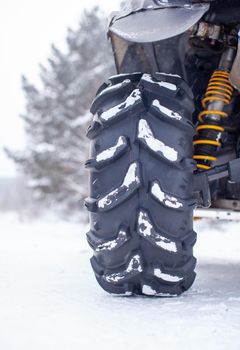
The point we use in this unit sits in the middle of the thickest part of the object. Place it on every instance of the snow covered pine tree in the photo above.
(56, 114)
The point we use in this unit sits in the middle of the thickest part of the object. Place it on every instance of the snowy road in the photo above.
(49, 299)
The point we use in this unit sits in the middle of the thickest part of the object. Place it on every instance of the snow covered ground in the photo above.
(49, 299)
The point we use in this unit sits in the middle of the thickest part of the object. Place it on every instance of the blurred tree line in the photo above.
(57, 114)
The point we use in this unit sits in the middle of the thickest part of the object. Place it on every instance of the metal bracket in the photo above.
(203, 179)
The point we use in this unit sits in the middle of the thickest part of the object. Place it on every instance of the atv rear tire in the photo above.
(141, 185)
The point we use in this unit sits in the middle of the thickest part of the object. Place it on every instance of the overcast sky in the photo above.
(27, 29)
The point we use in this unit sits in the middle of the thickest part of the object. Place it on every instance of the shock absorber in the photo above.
(210, 126)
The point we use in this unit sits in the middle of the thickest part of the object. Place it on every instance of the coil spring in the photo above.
(209, 131)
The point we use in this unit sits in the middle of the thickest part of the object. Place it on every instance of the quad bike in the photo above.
(164, 141)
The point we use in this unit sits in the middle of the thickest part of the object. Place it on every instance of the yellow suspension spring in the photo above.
(209, 132)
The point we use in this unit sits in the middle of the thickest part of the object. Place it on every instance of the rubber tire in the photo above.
(143, 243)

Exercise description:
Substitute "widest" for "thickest" throughout the listing above, and reproduce every line otherwise unchanged. Leave the pictures out.

Result for this task:
The point we use in this unit sits in the middle of the widest part of the object. Place it on every instance of the snow covered pine tree in the photo above.
(56, 114)
The point we use in this unit sits in the middle of the widest part of the object. Place it on every instance of the snowy road in the photo above.
(49, 299)
The point we use in this unit sits in the middle of the widest part of the object. Place it on every instance of the snow covered ground in the photo above.
(49, 299)
The point we use in this unit sits in the middle of the widest part of the object. Place it on every instance of the blurred tree line in the photo above.
(57, 114)
The point we use in this unit sits in the middle of the widest part of the object. Place it on every instance of the metal bracket in the photo above.
(203, 179)
The point we use in this unit sits in the middle of the widest part of the object. Place it on every instance of the atv rear tire in the photo above.
(141, 185)
The point we use in this unit sits in the middle of the widest part of the object. Place it on every instance of the overcast sky in the photo above.
(27, 29)
The point we use in this unit sits in the middle of the widest part of the object. Place it on every instance of the shock absorber in the photo above.
(210, 126)
The point we use in this unit sits in the middle of the widest part of the object. Place it on every instance of the coil spring in the photo above.
(209, 131)
The point we use in this unit sits in the middle of the widest part of the object. Place it on every instance of the quad bike in the photo above.
(164, 141)
The point we use in this unit sits in the middle of the widest part of the object. Place it on every instance of the yellow suspension spring in the photo above.
(209, 132)
The point we use in this unit sits in the middle of the widest part of the object. Place it on every instance of the rubber tire in the photo above.
(143, 243)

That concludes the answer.